DATA SUPPLIED
━━━━━━━━━━━━━━━━━━━━

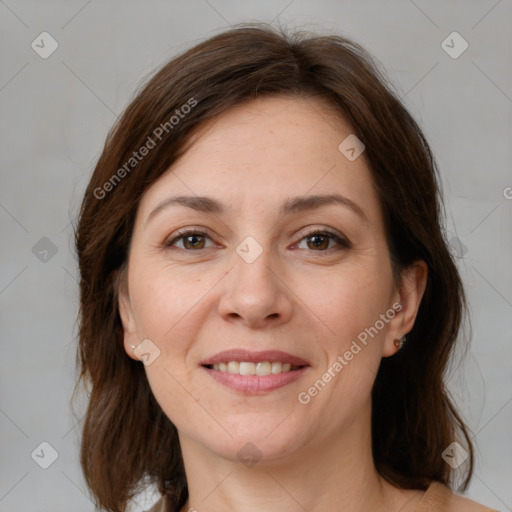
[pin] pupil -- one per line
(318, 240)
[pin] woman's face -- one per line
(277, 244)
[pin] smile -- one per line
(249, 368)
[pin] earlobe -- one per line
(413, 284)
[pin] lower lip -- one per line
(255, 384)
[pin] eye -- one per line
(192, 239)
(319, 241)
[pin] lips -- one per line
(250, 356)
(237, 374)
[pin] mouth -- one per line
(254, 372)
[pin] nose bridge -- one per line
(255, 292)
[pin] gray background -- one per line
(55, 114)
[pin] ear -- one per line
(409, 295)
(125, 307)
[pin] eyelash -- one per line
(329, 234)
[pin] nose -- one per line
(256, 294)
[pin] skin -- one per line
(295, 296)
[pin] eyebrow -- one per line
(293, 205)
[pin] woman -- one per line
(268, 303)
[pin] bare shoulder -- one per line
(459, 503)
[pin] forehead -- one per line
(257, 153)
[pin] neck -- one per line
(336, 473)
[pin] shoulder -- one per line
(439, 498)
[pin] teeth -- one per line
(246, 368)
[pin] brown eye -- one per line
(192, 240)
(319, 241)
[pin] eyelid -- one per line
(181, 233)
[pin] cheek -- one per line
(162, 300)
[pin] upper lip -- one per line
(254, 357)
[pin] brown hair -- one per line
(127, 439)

━━━━━━━━━━━━━━━━━━━━

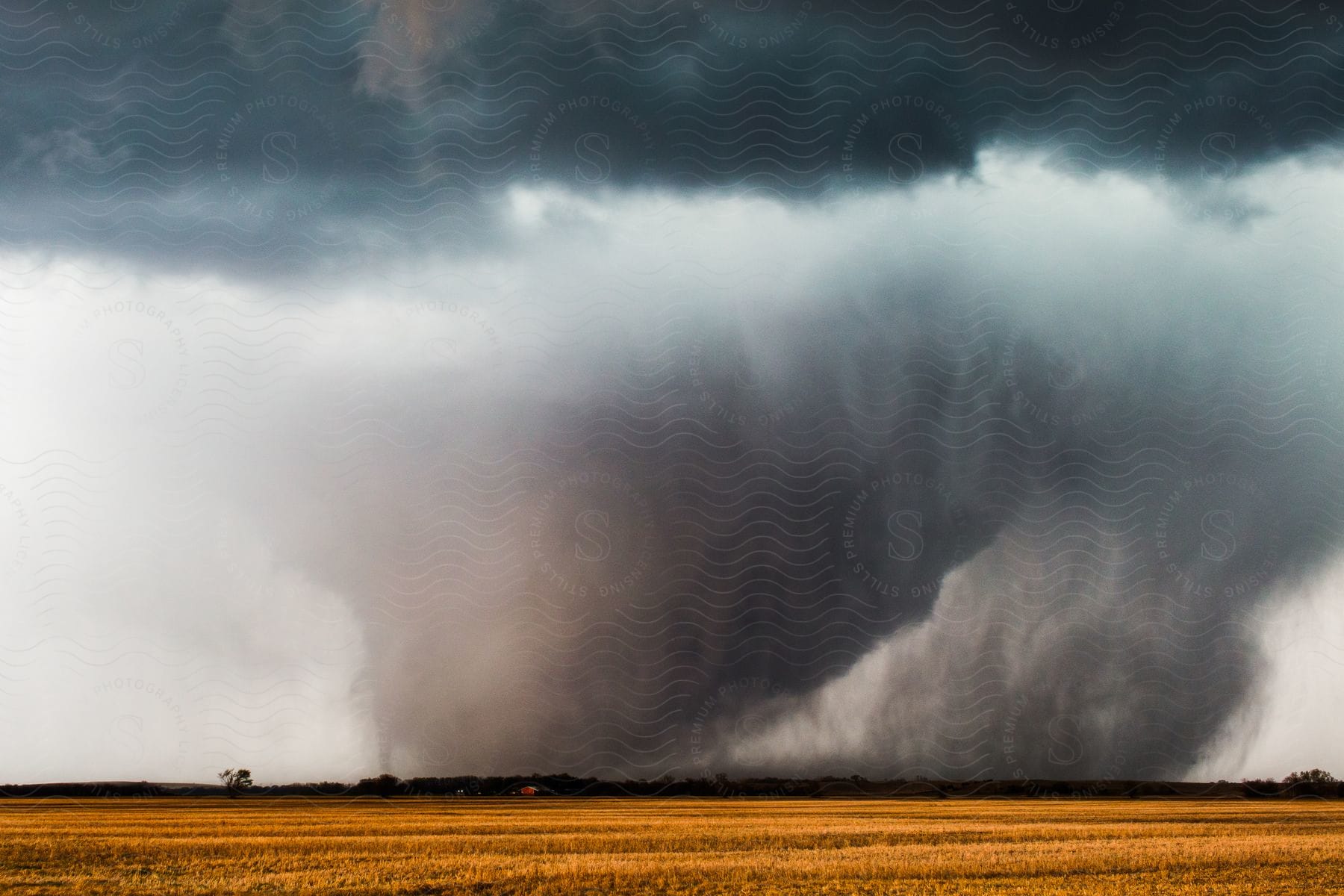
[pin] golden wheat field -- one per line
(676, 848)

━━━━━━━━━━━━━━━━━━━━

YOUR TASK
Extract every line of the entries above that contains the string "woman", and copy each one unchanged.

TASK ANSWER
[pin] woman's face -- one per line
[pin] woman -- one per line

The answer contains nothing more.